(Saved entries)
* Start *

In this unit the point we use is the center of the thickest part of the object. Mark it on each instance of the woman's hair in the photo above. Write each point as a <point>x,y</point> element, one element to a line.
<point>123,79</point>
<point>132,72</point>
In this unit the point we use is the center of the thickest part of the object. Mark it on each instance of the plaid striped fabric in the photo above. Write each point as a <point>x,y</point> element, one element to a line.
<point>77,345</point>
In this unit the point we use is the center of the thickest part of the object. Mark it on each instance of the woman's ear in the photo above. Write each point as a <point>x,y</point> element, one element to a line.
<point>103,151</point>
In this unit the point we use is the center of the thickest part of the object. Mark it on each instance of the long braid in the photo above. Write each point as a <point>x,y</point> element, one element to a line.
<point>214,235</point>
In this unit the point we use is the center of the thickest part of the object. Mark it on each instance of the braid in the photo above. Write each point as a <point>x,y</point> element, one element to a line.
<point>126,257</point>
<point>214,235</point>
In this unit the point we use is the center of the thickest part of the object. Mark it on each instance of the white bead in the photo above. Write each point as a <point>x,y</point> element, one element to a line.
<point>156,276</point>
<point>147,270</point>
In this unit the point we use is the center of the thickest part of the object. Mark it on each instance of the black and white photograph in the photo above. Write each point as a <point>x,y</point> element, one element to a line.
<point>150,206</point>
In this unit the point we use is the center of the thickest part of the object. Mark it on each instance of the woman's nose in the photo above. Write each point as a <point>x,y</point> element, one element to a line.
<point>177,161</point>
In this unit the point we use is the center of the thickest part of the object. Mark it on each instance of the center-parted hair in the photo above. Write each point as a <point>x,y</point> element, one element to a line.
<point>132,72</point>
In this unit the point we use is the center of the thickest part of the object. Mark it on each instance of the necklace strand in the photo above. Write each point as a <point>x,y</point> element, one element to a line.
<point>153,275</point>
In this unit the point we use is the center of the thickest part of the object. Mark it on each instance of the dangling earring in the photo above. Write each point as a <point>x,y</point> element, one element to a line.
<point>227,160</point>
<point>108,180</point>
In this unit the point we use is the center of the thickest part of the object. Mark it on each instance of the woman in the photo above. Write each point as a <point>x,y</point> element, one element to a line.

* End *

Copy out every line of the material above word for word, with no changes.

In this unit the point we use is the center of the thickest part of the object. Mark it on each instance of the woman's hair in the photo above. Write each point as a <point>x,y</point> element, one element to a line.
<point>123,79</point>
<point>132,72</point>
In this unit the point we use is the center of the thickest part of the object. Mark it on each instance of the plaid striped fabric in the photo above. Write each point as a <point>x,y</point> element, one element to a line.
<point>77,345</point>
In this unit the point we use is the center of the thickest part of the object. Mark it on each instance of the woman's ear in the photo above. Write each point as a <point>x,y</point> element, one element to a line.
<point>103,151</point>
In this unit the point we use is the center of the thickest part of the object. Mark it on each instance of the long braid in the photo above. Write each point as a <point>x,y</point> element, one element to a line.
<point>214,235</point>
In this unit the point we use is the center of the thickest part of the object. Mark it on each instance of the braid in the photo above. Write each point as a <point>x,y</point> element, one element to a line.
<point>126,257</point>
<point>214,235</point>
In this unit the point we use is the center of the thickest part of the object. Mark it on each instance of the white bead in the photo above. Write each point as a <point>x,y</point> element, one element to a line.
<point>156,276</point>
<point>147,270</point>
In this unit the point we use is the center of the thickest part of the object. Mark it on each instance of the black and white photograph in the photo above. Write each point as a <point>x,y</point> element, one element to a line.
<point>150,206</point>
In this unit the point we use is the center of the thickest part of the object. Mark it on each instance of the woman's nose in the photo above. Write each point as a <point>x,y</point> element, one element to a line.
<point>177,161</point>
In this unit the point we use is the center of the thickest part of the object. Mark it on each instance of the center-parted hair in the photo above. Write each point as a <point>x,y</point> element, one element to a line.
<point>132,72</point>
In this unit the point we use is the center of the thickest part of the object. Mark it on each instance of the necklace strand in the photo above. Write each point as a <point>x,y</point> element, one element to a line.
<point>153,275</point>
In this unit the point we use is the center of the thickest part of the object. Mark it on each instance of the dangling earring in the photo above. Write each point as a <point>x,y</point> element, one element to a line.
<point>227,160</point>
<point>108,180</point>
In this unit the point we use is the center of the thickest part of the object. Mark it on each instance of the woman in the photo above. Write each point as a <point>x,y</point> element, one element to a line.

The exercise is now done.